▶ _How to complete this task_: Would you restate the entries below word for word, leaving out the images?

========

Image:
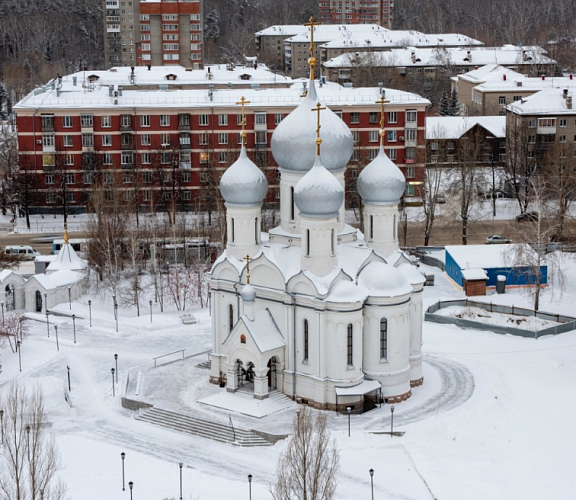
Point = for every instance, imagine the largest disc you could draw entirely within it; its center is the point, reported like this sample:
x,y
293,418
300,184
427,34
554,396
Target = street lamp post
x,y
349,410
123,456
57,344
181,465
372,482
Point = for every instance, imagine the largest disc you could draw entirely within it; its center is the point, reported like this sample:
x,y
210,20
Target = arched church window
x,y
305,339
383,338
349,344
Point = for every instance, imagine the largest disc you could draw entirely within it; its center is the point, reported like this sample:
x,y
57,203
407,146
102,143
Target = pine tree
x,y
444,105
453,105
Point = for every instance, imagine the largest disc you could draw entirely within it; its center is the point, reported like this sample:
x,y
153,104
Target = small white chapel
x,y
315,309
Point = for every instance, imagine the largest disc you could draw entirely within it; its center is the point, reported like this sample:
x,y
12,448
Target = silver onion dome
x,y
381,182
243,183
318,194
293,145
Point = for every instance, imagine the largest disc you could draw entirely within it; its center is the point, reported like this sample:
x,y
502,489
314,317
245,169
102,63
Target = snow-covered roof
x,y
330,94
264,331
475,274
544,102
454,127
414,56
66,259
57,279
484,256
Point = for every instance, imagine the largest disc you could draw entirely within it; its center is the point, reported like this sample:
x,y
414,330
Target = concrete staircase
x,y
204,428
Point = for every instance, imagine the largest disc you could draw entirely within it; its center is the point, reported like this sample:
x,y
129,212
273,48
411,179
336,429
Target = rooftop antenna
x,y
243,102
382,101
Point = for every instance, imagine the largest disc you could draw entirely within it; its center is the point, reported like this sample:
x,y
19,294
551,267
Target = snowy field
x,y
493,420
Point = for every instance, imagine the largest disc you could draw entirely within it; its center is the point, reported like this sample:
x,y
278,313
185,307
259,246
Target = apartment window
x,y
305,340
86,120
126,158
349,339
87,140
410,134
260,137
383,339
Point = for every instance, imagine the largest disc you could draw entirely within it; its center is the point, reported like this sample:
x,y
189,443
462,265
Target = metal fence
x,y
567,323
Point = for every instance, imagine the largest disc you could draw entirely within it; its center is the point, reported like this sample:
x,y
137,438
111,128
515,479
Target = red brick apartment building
x,y
160,146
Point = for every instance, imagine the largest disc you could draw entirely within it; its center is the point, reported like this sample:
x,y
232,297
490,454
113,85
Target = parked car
x,y
496,239
527,216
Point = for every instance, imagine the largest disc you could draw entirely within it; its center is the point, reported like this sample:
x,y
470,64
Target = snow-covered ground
x,y
494,418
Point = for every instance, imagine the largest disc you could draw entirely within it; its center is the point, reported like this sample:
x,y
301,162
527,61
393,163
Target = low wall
x,y
568,323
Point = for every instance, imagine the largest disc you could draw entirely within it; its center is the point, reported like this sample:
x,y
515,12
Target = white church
x,y
315,309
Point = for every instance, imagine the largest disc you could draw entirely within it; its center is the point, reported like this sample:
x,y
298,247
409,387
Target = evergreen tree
x,y
444,105
453,105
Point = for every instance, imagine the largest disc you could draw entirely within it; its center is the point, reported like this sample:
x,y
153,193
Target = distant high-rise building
x,y
357,12
156,32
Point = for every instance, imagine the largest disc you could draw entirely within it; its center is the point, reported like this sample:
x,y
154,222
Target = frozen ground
x,y
494,418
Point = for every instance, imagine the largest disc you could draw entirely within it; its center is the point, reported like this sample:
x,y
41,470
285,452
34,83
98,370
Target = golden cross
x,y
317,109
243,102
312,45
247,259
382,101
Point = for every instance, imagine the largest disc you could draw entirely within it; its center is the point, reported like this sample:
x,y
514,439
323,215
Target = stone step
x,y
200,427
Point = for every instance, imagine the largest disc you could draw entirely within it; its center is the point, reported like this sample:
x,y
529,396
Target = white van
x,y
25,252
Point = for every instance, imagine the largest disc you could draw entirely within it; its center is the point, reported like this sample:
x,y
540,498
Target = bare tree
x,y
307,469
29,458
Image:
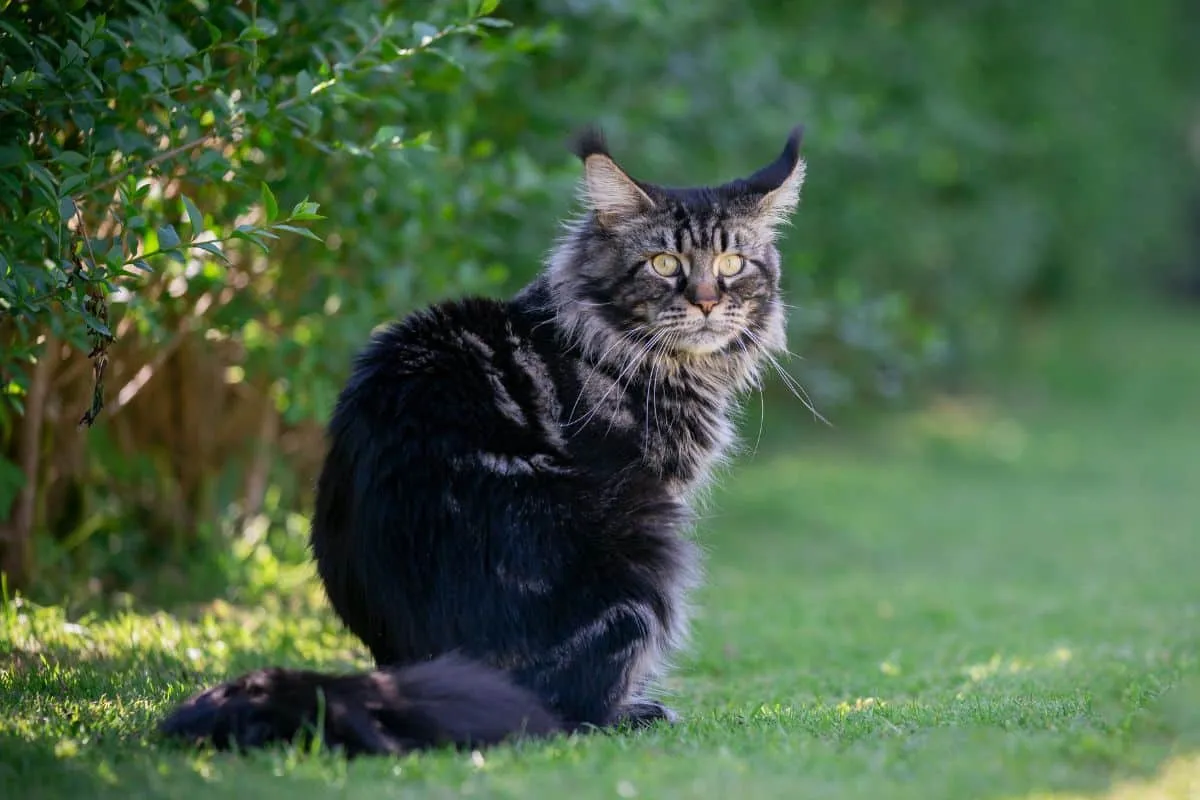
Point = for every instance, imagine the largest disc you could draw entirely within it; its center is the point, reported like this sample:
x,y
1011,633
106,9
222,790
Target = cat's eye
x,y
666,265
730,264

========

▶ _The answer_:
Image:
Point = for every instance, imagine the largest disc you could draw entirely within it; its center is the point, reported like this sample:
x,y
293,418
300,184
427,34
554,396
Target = street lamp post
x,y
349,410
123,456
57,344
181,465
372,482
Point = for every instance, imagine the largest disc you could draw entirely within it; its center is the point, reported like this sample:
x,y
210,20
Target = arched church window
x,y
305,339
383,338
349,344
Point = for every instance, imagine the largest disc you could draw entirely within it; its center is the point, reported like this sample:
x,y
57,203
407,146
102,143
Target = pine tree
x,y
444,105
453,105
Point = for every instance, imagine the largest disc you could draw entirely within it; its center is the point, reported like this sample:
x,y
153,104
Target = small white chapel
x,y
315,309
Point = for every instance, imagine the largest disc you could draw entirely within it; its center is the point, reported like this sample:
x,y
12,448
Target = silver onion dome
x,y
381,182
243,183
318,194
293,145
Point = for every instance, imagine the largest disc you could draw entirely within it; its center is the point, reported like this sample:
x,y
502,489
314,317
245,169
102,63
Target = snow-covered roof
x,y
330,94
264,331
475,274
544,102
454,127
414,56
66,259
57,279
484,256
Point = for every instance, imagine the largest disc you could draw entirely within it; its center is the point, reported like this sample:
x,y
414,330
Target = concrete staircase
x,y
204,428
Point = for every instance, imagine the largest disc you could draw entirely within it; its center is the point, reported like this sample:
x,y
129,212
273,48
411,179
336,429
Target = rooftop antenna
x,y
243,102
382,101
Point = for every instance, imagine the largest disc you could draw entirely within it; its center is the point, reported like this sample:
x,y
19,294
551,267
Target = snowy field
x,y
493,420
Point = for every instance, imagine the largest disc you could draw entirely within it; its center is the point, reported like this sample:
x,y
278,313
185,307
259,246
Target = apartment window
x,y
305,340
86,120
126,158
349,339
87,140
410,134
260,137
383,339
Point = for every instance, imagine the largest disc you could draw entirely within it; its center is the point, reported like this sample:
x,y
189,443
462,265
Target = metal fence
x,y
567,323
Point = for every instance, imagine the largest disc you could draw entirely within it; its center is the point, reported like this sample:
x,y
137,438
111,128
515,479
Target = red brick apartment building
x,y
160,146
Point = for every instance, imagine the largest disc you could draw entirely within it; its center is the point, reported like this sample:
x,y
232,297
490,454
113,85
Target = parked car
x,y
496,239
527,216
Point = for every instance, imagine the largest disc you could draw entirely within it; its center is the point, reported like this sample:
x,y
470,64
Target = snow-covered ground
x,y
494,418
Point = for every instance, imagine the largest disc you could draw entirely within it; its center is the point, reported like this sample:
x,y
301,162
527,61
393,163
Target = low wall
x,y
568,323
Point = for every instance, imagine the largest disc you could draw entirely within it; its center is the point, reported like this sample:
x,y
515,12
Target = white church
x,y
315,309
Point = for every instance, imagine the largest disc you could draw entirely within it; its center is the point, reported like this sample:
x,y
298,247
409,387
Target = evergreen tree
x,y
444,105
453,105
Point = for every instance, imagine the largest disc you could draw entirely within it; its center is the point, reported like this sample:
x,y
153,193
Target = distant high-rise building
x,y
357,12
156,32
Point = for every instance, imagine the largest disc you could draw entirely within it; its center is the point, reported like this sample:
x,y
154,222
Target = frozen ground
x,y
494,418
Point = for every instance, imagine the largest disc you could draw entirely within it; its center is the point, reported like this sample:
x,y
41,470
285,452
34,83
98,370
Target = golden cross
x,y
317,109
243,102
312,45
247,259
382,101
Point = for every instance, imagine the largest disc you could draw entirely within it; its center is the point, reported like this sample:
x,y
514,439
323,215
Target = stone step
x,y
200,427
Point = for every instance, imagine the largest disc you could draw entirely within it; its center is the point, reported like this sample:
x,y
529,396
Target = white van
x,y
25,252
Point = for every instance, imagine the largest disc you could draw entirely within it; its center is the point, reported like this sample:
x,y
540,498
Target = bare tree
x,y
307,469
29,458
Image:
Point = for every instance, imagine the largest disc you could draw entirely within it; its center is the point, reported like this sample:
x,y
1011,633
106,9
222,790
Target = cat's eye
x,y
666,265
730,264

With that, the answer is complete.